Sunday, August 29, 2010

Pain

THIS WEEK I had a memorably horrible experience for which I am truly grateful.

On Friday I got very sick. I had severe pain in my abdomen and I sweated and felt chilly. I ended up throwing up and having to leave school early. I took a nice nap and felt better.

Now, before I share the important thing I learned from being sick, I'll let you know that I'm perfectly fine now. No need to worry or to ask what was wrong. I'm just telling you so you can understand what my pain made me understand.

I don't have severe pain very often. Generally I go day to day feeling only the tolerable and forgettable amounts of pain that we all feel every day. But when I was sick, I felt like I couldn't imagine being in more pain. I was cold and sick and nauseous and my belly hurt all at the same time. But what this pain made me realize is that it's absolutely nothing compared to the pain people are going to feel in hell. Nor does it compare to the pain Jesus felt on the cross to keep us out of there.

On my long walk to the Student Services Office at school, when I was trying my best just to keep from vomiting, I remembered something I heard once at Youth Group. I don't remember the quote exactly, or who said it. Someone said that if he believed that there were people going to hell, and that he could do something to prevent it, he would be willing to walk across the length of England on land covered with broken glass for the chance to stop just one person from going to hell. On that walk I realized that I have a long way to go before I'm the kind of person who goes such great lengths to see people saved. I could hardly deal with my own personal suffering, which only lasted a few hours. It made me realize that I need to be willing to face any level of discomfort or pain to make a difference in somebody's eternity.

When I was waiting on the bench in Student Services, gasping and panting and praying, I kept remembering Jesus. I remembered His great pain that He suffered through to save us from hell - and I couldn't think about it for long. Not then. You may think that reflecting on somebody else's greater pain might reduce your own, but at that moment it just made me sadder because He suffered so greatly. But now that I can see past the fog of my own discomfort I think about how much He went through to keep us from going to hell.

Isaiah 53:5-6, "[5] But He was wounded for our transgressions, He was bruised for our iniquities; The chastisement of our peace was upon Him, and by His stripes we are healed. [6] All we like sheep have gone astray; we have turned, every one, to his own way; And the Lord has laid on Him the iniquity of us all." This was written about Jesus hundreds of years before His birth.

Everything within Jesus was in extreme pain. He was bruised. He was scratched and covered in the red stripes left by whips. He had nails through the main nerves in His wrists and feet. He had a crown of thorns on His head. He was lifted up where everyone could see Him crying. He couldn't breathe easily, and He was losing blood. He had been abandoned by His dear, devoted disciples whom He loved so much. He had been betrayed and falsely accused. His heartbeat became irregular and eventually stopped. His body, His soul, His heart, His mind were all in ultimate agony. He didn't have to do it - He's God. But He did, so that we wouldn't have to. He did, so that He could take us home where nothing could ever separate us from Him, or Him from us. That's the greatest pain ever, and He faced it for the sake of the greatest love ever, which, we now see, utterly conquers death: His and our own.

SUPPLIED MATERIAL:
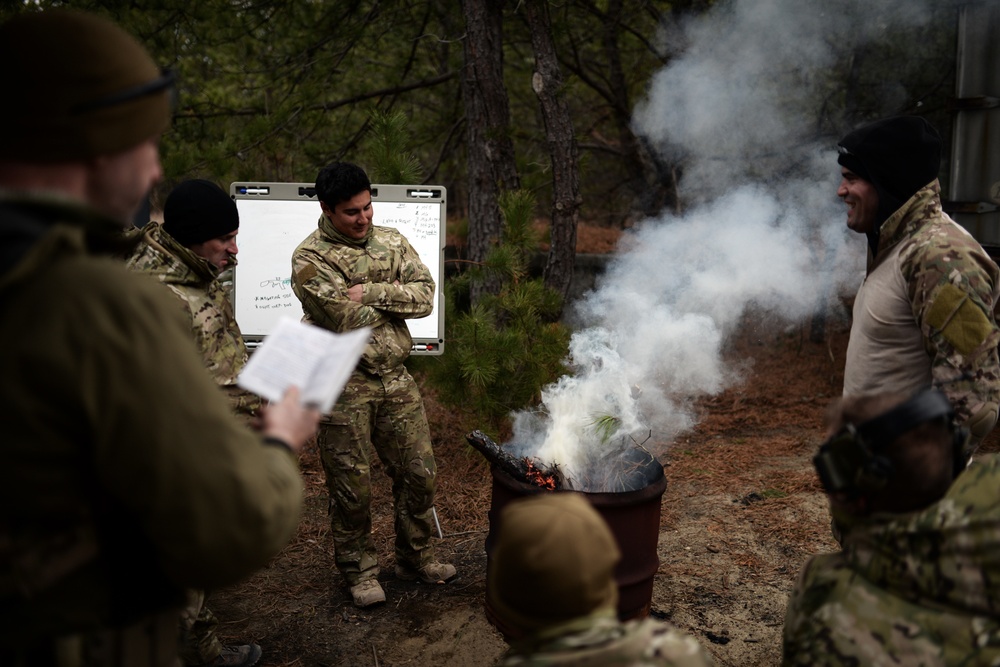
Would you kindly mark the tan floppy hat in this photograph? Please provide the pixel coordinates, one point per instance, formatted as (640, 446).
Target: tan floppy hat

TASK SET:
• A. Quote the post on pain from "Now, before I" up to and including "out of there.".
• B. Write what comes next in the post on pain, picking up right after its final sentence.

ANSWERS BELOW:
• A.
Now, before I share the important thing I learned from being sick, I'll let you know that I'm perfectly fine now. No need to worry or to ask what was wrong. I'm just telling you so you can understand what my pain made me understand.

I don't have severe pain very often. Generally I go day to day feeling only the tolerable and forgettable amounts of pain that we all feel every day. But when I was sick, I felt like I couldn't imagine being in more pain. I was cold and sick and nauseous and my belly hurt all at the same time. But what this pain made me realize is that it's absolutely nothing compared to the pain people are going to feel in hell. Nor does it compare to the pain Jesus felt on the cross to keep us out of there.

• B.
Let me explain why I am grateful that I had to be so sick on Friday. Try to imagine the greatest pain you've ever been in. Maybe you broke a bone, or had a bad fall, or faced some struggle, or lost somebody. I think it's good for a person to be in physical or emotional pain sometimes, because it reminds us about the reality of pain. We can't be comfortable all the time. From my usual perspective, the days when I'm not sick and everything is okay, it's hard to imagine that anybody could be in particularly severe pain. This is probably because I don't want to imagine it. Having some pain of my own opened my eyes to the urgency of the problem: People won't be okay without Jesus. People who die without Him are going to suffer pain much greater than any pain that any of us has ever felt. We need to face a little pain (or sometime alot) to start advancing God's kingdom. Being bold to share love with strangers is alot easier to face than the consequences if we don't. We need to remember that people are going to die and face alot more pain than we could ever face on earth - forever - if they don't have Jesus to face it for them.

I'm also reminded me of just how great Jesus' suffering was. The distance of time doesn't make His sacrifice any less severe. It's relevant right now. It's changing lives right now. It is a bold, powerful demonstration of God's love. He reached across every barrier to bring us back into His arms. The least we can do is to give Him the most we can give. He deserves no less than our best. So I'm praying that I and we all will be so full of love for Jesus, and for those whom He loves, that we could not do otherwise than to share His love with other people.

Mark 12:29-31, "[29] Jesus answered him, "The first of all the commandments is: 'Hear O Israel, the Lord our God, the Lord is one. [30] And you shall love the Lord your God with all your heart, with all your soul, with all your mind, and with all your strength.' This is the first commandment. [31] And the second, like it, is this, 'You shall love your neighbor as yourself.' There is no other commandment greater than these.""

Matthew 28:19-20, "[19] Go therefore and make disciples of all nations, baptizing them in the name of the Father, and of the Son, and of the Holy Spirit, [20] teaching them to observe all things that I have commanded you; and lo, I am with you always, even to the end of the age."

Let's all show His love brightly, this week and every week. It's why we live.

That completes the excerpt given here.